Added Script To Upgrade llamafile Archives #412

mofosyne · 2024-05-11T11:27:45Z

Context: #411

Porting https://briankhuu.com/blog/2024/04/06/inplace-upgrading-of-llamafiles-engine-bash-script/ to llamafile

mofosyne · 2024-05-11T11:30:07Z

Version Different, repack

$ llamafile-upgrade-engine mistral-7b-instruct-v0.1-Q4_K_M-server.llamafile 
== Engine Version Check ==
Engine version from mistral-7b-instruct-v0.1-Q4_K_M-server: llamafile v0.4.1
Engine version from /usr/local/bin/llamafile: llamafile v0.8.4
== Repackaging / Upgrading ==
extracting...

**Raw records**
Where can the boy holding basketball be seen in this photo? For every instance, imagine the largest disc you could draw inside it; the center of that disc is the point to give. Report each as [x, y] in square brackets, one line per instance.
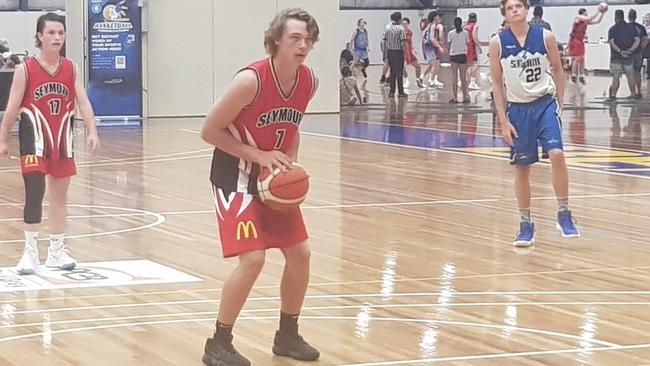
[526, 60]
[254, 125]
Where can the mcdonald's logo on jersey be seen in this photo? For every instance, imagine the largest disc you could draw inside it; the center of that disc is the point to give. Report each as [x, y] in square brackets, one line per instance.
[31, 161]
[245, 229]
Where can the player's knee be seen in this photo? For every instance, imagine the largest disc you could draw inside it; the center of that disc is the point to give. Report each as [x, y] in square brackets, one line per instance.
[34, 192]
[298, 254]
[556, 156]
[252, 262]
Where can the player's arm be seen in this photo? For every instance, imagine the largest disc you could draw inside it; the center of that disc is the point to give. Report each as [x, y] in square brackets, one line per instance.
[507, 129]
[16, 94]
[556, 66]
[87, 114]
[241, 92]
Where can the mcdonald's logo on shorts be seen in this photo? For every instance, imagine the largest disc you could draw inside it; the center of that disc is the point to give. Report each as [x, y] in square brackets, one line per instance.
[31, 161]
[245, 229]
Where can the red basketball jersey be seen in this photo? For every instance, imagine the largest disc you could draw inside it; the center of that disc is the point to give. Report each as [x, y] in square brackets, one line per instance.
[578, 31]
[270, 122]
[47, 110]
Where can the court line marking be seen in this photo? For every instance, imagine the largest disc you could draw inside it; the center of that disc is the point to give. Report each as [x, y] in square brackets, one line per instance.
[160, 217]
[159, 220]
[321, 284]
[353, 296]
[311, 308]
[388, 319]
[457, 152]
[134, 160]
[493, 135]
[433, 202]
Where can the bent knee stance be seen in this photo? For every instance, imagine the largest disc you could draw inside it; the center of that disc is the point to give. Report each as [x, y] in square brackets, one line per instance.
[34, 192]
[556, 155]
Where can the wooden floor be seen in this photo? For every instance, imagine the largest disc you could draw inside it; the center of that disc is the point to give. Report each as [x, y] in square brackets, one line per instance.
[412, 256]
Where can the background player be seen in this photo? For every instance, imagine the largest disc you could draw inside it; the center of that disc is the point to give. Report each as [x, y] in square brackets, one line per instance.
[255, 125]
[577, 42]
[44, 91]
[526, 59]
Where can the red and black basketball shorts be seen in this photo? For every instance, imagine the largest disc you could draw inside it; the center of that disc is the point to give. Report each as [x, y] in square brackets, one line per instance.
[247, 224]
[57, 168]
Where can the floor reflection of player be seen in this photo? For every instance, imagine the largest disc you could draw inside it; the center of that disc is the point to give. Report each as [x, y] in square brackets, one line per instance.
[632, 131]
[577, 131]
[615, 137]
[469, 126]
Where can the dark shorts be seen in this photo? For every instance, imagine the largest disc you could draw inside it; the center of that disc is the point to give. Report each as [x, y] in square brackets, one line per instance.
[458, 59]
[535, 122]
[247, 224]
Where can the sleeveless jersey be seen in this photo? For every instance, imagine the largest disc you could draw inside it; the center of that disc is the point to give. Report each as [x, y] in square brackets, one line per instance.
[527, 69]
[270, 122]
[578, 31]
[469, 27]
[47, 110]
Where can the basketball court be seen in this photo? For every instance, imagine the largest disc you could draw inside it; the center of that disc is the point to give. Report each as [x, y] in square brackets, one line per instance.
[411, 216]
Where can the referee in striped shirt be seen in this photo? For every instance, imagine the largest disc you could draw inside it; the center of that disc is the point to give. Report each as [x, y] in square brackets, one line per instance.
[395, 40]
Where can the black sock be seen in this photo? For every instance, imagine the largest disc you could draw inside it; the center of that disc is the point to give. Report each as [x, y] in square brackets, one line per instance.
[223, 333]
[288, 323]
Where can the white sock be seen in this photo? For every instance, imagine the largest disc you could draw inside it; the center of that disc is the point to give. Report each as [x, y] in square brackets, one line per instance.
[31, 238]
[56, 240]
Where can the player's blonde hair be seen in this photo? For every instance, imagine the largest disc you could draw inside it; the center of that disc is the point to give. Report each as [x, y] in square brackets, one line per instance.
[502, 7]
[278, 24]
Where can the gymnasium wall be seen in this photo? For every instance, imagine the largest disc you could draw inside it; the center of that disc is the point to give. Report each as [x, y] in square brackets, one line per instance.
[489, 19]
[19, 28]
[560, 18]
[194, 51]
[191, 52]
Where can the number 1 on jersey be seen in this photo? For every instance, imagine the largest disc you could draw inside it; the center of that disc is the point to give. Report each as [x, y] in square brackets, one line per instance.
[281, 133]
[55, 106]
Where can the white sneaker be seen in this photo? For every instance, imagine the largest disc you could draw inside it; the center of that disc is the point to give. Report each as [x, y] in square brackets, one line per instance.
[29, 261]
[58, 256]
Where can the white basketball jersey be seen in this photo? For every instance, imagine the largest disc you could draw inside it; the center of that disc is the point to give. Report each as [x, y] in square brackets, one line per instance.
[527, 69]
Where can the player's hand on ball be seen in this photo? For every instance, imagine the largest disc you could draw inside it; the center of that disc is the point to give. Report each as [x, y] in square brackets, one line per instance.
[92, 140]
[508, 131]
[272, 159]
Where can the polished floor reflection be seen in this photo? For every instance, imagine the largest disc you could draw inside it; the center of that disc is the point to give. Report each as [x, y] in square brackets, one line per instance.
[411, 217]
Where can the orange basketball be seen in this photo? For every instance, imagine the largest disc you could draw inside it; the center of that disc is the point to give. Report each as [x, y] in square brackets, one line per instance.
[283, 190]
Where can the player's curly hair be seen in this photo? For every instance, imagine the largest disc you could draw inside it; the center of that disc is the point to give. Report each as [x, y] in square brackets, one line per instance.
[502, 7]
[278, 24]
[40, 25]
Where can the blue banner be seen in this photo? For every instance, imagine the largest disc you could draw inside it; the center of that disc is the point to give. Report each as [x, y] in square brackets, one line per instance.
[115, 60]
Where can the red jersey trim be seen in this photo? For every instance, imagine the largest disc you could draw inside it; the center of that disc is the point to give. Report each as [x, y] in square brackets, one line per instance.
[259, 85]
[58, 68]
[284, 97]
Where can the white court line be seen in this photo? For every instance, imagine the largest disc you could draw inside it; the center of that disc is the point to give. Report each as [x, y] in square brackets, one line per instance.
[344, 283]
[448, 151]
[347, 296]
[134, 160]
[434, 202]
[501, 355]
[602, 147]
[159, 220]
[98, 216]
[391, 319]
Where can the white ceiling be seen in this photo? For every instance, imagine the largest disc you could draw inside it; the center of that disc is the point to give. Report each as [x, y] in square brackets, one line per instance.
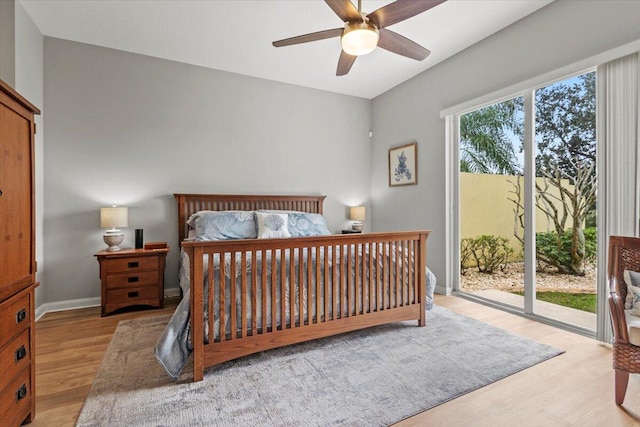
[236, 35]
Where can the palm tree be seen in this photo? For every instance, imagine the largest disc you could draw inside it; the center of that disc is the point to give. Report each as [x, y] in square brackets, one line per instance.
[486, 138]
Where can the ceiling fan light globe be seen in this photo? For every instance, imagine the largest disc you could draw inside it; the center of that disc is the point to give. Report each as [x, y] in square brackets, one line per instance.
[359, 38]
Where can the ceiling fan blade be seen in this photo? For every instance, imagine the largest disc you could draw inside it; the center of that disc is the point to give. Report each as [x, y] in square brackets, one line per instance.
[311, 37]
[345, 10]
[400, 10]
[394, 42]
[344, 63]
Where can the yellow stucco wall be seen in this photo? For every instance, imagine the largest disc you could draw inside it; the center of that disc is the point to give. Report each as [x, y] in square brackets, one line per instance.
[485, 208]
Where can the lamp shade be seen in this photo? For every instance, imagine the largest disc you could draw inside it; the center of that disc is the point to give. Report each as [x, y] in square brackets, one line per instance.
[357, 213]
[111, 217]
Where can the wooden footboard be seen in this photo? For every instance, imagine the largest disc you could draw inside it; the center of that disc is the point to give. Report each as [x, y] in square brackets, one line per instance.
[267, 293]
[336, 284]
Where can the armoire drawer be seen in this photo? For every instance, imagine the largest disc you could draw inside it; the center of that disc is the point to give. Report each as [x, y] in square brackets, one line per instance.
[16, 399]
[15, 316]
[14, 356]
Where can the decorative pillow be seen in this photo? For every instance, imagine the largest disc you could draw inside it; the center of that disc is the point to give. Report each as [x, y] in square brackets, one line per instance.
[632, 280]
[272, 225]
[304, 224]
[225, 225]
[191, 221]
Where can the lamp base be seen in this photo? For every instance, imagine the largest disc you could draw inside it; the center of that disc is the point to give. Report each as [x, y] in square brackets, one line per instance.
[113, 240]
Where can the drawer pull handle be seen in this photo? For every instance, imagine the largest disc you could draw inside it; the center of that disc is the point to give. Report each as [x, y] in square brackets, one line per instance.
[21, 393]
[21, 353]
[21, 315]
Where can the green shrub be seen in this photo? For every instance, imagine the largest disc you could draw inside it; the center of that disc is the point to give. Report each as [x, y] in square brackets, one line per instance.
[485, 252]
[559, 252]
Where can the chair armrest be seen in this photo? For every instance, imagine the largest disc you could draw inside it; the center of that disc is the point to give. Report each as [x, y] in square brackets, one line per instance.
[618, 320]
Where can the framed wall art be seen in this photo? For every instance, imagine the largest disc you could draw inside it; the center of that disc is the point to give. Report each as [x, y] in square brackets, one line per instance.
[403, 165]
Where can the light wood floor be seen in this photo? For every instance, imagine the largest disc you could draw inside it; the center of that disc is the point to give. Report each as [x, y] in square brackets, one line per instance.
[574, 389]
--
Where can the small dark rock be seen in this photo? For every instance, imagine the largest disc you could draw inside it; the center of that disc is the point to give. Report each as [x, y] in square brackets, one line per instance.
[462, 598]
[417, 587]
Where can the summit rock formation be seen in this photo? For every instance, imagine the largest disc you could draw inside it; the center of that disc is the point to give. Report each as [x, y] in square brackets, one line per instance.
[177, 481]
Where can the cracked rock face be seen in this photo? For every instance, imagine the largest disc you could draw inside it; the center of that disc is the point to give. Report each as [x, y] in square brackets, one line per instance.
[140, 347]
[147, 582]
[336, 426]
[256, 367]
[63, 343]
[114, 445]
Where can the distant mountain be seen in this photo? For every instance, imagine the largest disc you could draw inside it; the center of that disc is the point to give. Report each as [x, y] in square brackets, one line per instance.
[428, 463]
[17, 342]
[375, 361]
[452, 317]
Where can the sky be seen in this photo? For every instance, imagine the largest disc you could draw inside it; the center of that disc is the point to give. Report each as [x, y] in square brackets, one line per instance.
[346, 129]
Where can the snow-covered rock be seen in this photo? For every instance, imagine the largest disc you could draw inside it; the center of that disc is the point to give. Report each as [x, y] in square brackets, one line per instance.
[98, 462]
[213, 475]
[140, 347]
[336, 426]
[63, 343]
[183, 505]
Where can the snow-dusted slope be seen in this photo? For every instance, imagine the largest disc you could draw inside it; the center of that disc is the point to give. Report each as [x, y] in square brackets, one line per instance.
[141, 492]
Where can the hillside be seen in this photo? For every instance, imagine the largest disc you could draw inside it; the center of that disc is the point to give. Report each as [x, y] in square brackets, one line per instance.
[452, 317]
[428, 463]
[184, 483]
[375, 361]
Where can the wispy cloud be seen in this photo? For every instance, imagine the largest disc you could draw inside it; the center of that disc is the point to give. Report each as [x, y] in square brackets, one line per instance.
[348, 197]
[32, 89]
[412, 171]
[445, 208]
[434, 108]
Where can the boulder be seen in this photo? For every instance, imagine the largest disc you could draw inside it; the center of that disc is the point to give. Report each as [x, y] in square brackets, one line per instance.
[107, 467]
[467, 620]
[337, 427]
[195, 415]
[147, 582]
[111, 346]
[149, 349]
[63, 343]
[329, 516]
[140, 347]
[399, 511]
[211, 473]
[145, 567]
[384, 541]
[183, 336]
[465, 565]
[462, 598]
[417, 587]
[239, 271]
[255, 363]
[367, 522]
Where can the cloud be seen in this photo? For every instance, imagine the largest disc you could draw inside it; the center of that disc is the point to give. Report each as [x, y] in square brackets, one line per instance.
...
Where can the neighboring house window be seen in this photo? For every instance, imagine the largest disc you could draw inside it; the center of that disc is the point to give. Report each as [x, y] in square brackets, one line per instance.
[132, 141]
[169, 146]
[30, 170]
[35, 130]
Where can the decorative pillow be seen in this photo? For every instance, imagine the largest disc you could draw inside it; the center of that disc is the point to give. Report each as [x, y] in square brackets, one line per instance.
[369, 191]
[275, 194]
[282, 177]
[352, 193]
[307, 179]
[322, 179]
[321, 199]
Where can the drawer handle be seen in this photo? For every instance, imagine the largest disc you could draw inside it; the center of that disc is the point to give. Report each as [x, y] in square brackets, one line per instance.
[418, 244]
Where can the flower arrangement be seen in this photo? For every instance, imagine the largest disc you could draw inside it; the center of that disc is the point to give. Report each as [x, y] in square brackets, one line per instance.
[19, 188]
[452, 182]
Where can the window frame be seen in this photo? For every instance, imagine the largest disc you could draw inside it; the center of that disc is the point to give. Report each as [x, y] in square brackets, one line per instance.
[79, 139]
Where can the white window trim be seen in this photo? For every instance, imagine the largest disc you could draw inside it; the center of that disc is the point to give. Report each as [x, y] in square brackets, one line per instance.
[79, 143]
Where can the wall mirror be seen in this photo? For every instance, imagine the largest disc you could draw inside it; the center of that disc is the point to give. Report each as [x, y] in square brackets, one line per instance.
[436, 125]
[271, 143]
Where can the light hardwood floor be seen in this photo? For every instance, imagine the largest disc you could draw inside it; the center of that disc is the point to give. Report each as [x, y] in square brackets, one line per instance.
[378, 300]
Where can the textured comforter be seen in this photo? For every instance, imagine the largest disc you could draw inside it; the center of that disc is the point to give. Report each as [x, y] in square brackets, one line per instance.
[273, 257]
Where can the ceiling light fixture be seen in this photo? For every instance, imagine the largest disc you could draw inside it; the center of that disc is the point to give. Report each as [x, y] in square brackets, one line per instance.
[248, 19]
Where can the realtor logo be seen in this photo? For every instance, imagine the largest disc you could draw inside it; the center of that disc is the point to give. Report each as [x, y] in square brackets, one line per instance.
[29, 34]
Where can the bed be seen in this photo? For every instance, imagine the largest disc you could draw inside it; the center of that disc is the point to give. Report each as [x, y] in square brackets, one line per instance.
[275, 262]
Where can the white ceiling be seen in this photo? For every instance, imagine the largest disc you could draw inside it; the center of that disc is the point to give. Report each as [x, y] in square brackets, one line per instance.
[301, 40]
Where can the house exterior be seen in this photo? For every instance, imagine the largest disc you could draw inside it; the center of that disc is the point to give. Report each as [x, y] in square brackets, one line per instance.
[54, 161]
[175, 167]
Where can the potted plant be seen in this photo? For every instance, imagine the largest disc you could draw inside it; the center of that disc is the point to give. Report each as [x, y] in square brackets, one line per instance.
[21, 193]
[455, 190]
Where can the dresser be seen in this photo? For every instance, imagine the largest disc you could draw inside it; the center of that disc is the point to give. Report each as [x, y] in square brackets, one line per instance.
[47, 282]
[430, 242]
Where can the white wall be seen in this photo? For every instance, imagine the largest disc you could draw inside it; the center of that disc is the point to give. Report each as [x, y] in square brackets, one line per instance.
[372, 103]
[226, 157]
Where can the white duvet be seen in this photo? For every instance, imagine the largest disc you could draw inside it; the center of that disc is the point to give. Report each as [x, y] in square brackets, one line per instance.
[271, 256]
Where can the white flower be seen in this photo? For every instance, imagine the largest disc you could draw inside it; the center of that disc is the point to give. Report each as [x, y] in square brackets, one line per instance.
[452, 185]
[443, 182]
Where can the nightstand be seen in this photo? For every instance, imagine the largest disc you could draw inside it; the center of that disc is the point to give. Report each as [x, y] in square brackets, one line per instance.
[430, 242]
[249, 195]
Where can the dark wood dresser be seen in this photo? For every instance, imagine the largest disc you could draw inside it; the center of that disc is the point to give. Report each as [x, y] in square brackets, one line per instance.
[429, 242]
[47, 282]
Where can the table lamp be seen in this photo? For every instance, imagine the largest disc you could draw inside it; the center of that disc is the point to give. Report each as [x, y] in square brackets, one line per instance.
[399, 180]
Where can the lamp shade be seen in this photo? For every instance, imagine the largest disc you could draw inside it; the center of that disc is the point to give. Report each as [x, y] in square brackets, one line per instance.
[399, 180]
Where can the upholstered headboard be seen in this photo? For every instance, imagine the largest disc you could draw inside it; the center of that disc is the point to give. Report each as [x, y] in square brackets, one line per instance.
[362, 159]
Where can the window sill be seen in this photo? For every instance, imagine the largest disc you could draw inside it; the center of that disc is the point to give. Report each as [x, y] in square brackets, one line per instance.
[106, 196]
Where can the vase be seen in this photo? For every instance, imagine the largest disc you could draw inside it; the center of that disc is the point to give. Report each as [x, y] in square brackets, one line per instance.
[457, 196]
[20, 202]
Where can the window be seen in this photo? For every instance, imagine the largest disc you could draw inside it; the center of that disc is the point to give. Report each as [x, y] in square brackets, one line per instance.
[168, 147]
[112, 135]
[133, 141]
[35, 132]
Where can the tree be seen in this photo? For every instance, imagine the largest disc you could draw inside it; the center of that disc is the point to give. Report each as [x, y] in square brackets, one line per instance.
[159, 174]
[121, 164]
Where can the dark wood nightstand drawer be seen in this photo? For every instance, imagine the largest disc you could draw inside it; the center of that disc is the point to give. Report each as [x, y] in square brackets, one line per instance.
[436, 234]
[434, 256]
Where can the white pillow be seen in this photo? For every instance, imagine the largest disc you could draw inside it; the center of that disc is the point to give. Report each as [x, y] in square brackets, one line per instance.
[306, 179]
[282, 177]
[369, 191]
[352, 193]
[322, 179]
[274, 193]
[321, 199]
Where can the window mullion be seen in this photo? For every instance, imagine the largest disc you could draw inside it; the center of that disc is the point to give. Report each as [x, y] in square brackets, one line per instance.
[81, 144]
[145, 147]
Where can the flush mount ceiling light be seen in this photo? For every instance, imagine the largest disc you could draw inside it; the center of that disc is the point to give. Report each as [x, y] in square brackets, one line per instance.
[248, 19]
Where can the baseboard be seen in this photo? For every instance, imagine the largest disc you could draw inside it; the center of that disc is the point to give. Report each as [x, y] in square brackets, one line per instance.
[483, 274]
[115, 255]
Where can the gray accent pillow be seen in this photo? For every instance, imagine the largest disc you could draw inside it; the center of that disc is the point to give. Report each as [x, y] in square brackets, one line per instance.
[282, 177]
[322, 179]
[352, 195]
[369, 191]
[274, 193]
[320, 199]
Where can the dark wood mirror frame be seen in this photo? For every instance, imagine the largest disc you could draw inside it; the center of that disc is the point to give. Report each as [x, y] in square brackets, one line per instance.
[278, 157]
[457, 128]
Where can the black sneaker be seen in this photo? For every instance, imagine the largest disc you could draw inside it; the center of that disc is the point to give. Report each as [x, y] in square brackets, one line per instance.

**Directives**
**A)** Reproduce the llamafile upgrade thread from "mofosyne · 2024-05-11T11:30:07Z" to "extracting...", switching "extracting" to "unpacking".
**B)** In the llamafile upgrade thread, list every line of output printed after the command that begins with "$ llamafile-upgrade-engine".

**Expected results**
**A)**
mofosyne · 2024-05-11T11:30:07Z

Version Different, repack

$ llamafile-upgrade-engine mistral-7b-instruct-v0.1-Q4_K_M-server.llamafile 
== Engine Version Check ==
Engine version from mistral-7b-instruct-v0.1-Q4_K_M-server: llamafile v0.4.1
Engine version from /usr/local/bin/llamafile: llamafile v0.8.4
== Repackaging / Upgrading ==
unpacking...

**B)**
== Engine Version Check ==
Engine version from mistral-7b-instruct-v0.1-Q4_K_M-server: llamafile v0.4.1
Engine version from /usr/local/bin/llamafile: llamafile v0.8.4
== Repackaging / Upgrading ==
extracting...